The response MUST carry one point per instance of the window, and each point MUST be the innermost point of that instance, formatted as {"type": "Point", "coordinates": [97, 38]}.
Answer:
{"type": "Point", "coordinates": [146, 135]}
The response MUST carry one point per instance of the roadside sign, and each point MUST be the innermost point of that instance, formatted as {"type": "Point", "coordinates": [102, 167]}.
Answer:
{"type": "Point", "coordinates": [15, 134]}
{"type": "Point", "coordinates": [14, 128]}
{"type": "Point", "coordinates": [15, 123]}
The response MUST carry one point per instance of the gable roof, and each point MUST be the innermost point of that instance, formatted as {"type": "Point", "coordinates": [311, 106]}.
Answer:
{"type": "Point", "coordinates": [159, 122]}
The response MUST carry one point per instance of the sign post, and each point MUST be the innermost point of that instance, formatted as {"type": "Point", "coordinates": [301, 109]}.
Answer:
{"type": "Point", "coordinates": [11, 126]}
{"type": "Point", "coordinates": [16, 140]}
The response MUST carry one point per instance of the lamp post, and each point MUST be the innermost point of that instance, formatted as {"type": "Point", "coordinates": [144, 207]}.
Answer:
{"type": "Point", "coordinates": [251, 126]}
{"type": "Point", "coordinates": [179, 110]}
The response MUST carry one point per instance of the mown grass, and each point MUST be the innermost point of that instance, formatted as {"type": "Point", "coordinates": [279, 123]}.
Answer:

WHAT YOU WILL DO
Rescale the stretch from the line containing "The response MUST carry one point per instance of the lamp" through the end of the entries, reproducing every line including the requests. Multiply each coordinate in the answers by 1.25 and round to whole numbers, with halves rounded up, but leave the requests and their format samples unchanged.

WORKED ANSWER
The response MUST carry one point per instance of the lamp post, and each point MUST be the innermost point of that instance, formatted as {"type": "Point", "coordinates": [144, 207]}.
Answer:
{"type": "Point", "coordinates": [314, 158]}
{"type": "Point", "coordinates": [224, 138]}
The response MUST carry one point per instance of the mown grass, and each point MUST be the innermost point of that instance, formatted as {"type": "Point", "coordinates": [279, 123]}.
Answer:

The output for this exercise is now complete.